Ayant fait le point, le XDO(E) s’adoucit un peu.
– Comment était la mer la nuit dernière ? demanda-t-il. Il devait en
avoir une bonne idée car il continua sans attendre ma réponse.
– Assez mauvaise j’imagine. Alors vous auriez pu rentrer en annulant
la patrouille.
Voyant mon expression il devait avoir réalisé qu’une telle idée ne
m’était pas venue à l’esprit.
– Bien, vous comprenez pourquoi vous faites des sorties n’est-ce pas
?
J’espérais qu’il n’insisterait pas sur ce point et je marmonnais
quelque chose comme ‘patrouille anti-invasion.
– Exactement, dit-il, l’idée est que s’ils débarquent, ils vous
rencontreront d’abord et que vous serez en mesure de nous avertir,
au moins un peu en avance. Autrement nous ne n’en saurions
probablement rien jusqu’à que le débarquement ait lieu.’
Il me regarda brusquement,
– Avez-vous eu votre fusée ?
– Oui Sir, elle est attachée sur la passerelle avec un couvercle de
protection dessus.
La fusée était la plus grosse que je n’avais jamais vue et nous
devions la tirer pour prévenir la côte dans le cas où nous
rencontrerions des forces de débarquement.
– Bon, continua-t-il et les Mots clés ?’
– Oui Sir confirmai-je
La tempête était retombée d’elle-même et je commençais à me sentir
plus à l’aise.
– Bien, continua le vieux capitaine, ils ne vont pas commencer à
débarquer des hommes par cette tempête, n’est-ce pas ?
Je ne bougeais pas.
– S’ils arrivent à leur faire traverser la Manche, et quelle que
soit la troupe qui le fasse, elle ne sera pas bonne à grand-chose à
l’arrivée, n’est-ce pas ? continua-t-il catégoriquement.
Je pouvais comprendre son point de vue. Je savais comment je m’étais
senti durant la nuit et nous étions pourtant encore proche du
rivage. Cela aurait été encore pire au, milieu de la Manche. Mais,
pensai-je pourquoi alors nous faire sortir ?
Comme s’il lisait dans mes pensées il répondit à la question que je
n’avais pas posée.
– Quand nous pensons que le temps va devenir trop mauvais alors nous
annulons la patrouille pour la nuit, mais en général on compte sur
vous. Vous êtes dehors et vous savez ce qui se passe.
Je lançai un autre ‘Oui Sir ‘
– Et il n’est pas utile de poser la question au PWSS, continua-t-il,
en y mettant un peu de sentiments, ils sont au chaud, protégés des
intempéries et regardant la mer en bas, du haut des falaises, ils
ont estimé que cela paraissait vraiment calme ‘
Ibby se tenait toujours patiemment à mes côtés. Je pensai qu’il
était temps qu’il sache de quoi il en retournait et je lui donnais
une version édulcorée de ce que le XDO(E) m’avait dit.
J’insistai plus sur le “retour à la base” que sur le croisement des
boucles. Il m’apparaissait à ce moment-là que la question des
boucles pourrait être abordée en détail après que nous nous serions
restaurés et reposés.

VOTRE TÂCHE: Recopiez fidèlement le passage du récit de patrouille, depuis « Je pouvais comprendre » jusqu'à « faire sortir ? » inclus. Le matériel n'intervient en rien dans ce travail.

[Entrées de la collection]
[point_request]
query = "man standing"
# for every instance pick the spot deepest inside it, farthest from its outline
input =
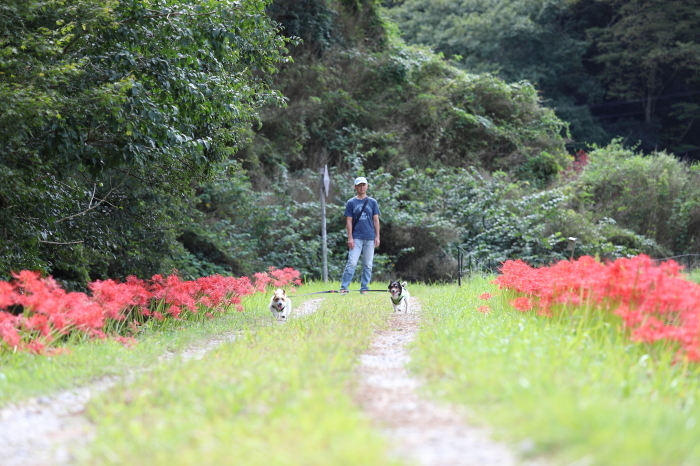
(362, 224)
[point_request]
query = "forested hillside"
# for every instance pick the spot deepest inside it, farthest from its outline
(138, 137)
(611, 68)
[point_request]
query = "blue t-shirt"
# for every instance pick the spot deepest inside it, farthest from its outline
(364, 229)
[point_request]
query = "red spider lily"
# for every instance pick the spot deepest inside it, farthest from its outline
(49, 312)
(653, 300)
(522, 304)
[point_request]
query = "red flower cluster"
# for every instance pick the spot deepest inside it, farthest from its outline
(48, 312)
(653, 299)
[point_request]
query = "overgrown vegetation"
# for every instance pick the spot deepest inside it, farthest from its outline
(142, 160)
(570, 388)
(612, 68)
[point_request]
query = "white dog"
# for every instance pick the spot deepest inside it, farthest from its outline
(399, 296)
(280, 305)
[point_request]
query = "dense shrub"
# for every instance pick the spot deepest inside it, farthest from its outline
(655, 195)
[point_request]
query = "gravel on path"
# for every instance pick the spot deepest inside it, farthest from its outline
(420, 431)
(47, 430)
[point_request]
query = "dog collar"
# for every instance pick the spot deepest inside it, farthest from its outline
(397, 301)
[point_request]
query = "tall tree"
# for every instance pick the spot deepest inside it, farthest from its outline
(648, 46)
(113, 107)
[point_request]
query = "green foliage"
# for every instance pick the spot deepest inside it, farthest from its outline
(649, 43)
(111, 110)
(655, 195)
(403, 107)
(576, 387)
(535, 40)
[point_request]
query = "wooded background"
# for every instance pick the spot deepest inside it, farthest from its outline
(138, 137)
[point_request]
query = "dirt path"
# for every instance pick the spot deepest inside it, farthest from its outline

RÉPONSE RÉDIGÉE:
Je pouvais comprendre son point de vue. Je savais comment je m’étais
senti durant la nuit et nous étions pourtant encore proche du
rivage. Cela aurait été encore pire au, milieu de la Manche. Mais,
pensai-je pourquoi alors nous faire sortir ?